The successive stages of the modernist aesthetic isolated first the eye as the specific entity responsible for the act of seeing, second, the mind/heart set responsible for the lyrical synthesis of visual data. Today's abstraction builds on these two premises. Two painters recently added to the roster of Beekiller artists provide their own take on progress of these ideas: Marlon Sporer studies the internal life of basic Euclidian forms; John Oritz fuses simple biomorphic shapes with a sense of time. Both employ language relating to the rise of computer technologies and the consequent increase in the rate at which we communicate. As a result, some recent works in abstraction elicits a pleasure not unlike looking at a wallpaper on desktop of your PC. The work of these two painters has an entirely different agenda, marked by inquisitive expansion towards life, and a passionate animus of discovery.



. Marlon Sporer -- mediator of cosmic narratives .

_COLLECTED DATA_.
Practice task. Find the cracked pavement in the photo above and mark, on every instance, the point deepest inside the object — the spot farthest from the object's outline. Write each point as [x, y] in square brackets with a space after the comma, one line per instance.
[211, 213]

_WHAT TO PRODUCE_. Continue the essay on the two abstract painters from the point where it stops.

_RESULT FOR THIS EXERCISE_.
Effortless simplicity is the first striking quality of Marlon Sporer's paintings. Sparse on statements and the theory, Sporer constructs a personal language based on shapes and colors. He describes his work as a basic network of symbols that relate particular colors to the chronology of his life--the basic shapes of triangle, square and circle allude to the notions of energy, mass and light, respectively. Historically, painters have used these symbols to express religious and philosophical interrelations. Sporer's paintings align themselves squarely in the tradition of these themes.

Many of his forms draw on the vocabulary of early video games, imbuing them with a cosmic narrative that treats of energy, space and mass. They make for good fairy-tales in the Pac-man age. They are mysterious surfaces of fleeting design, like spiritual Flash web sites. The backdrop of these paintings is an incandescent space, part dreamscape, part virtual reality engine.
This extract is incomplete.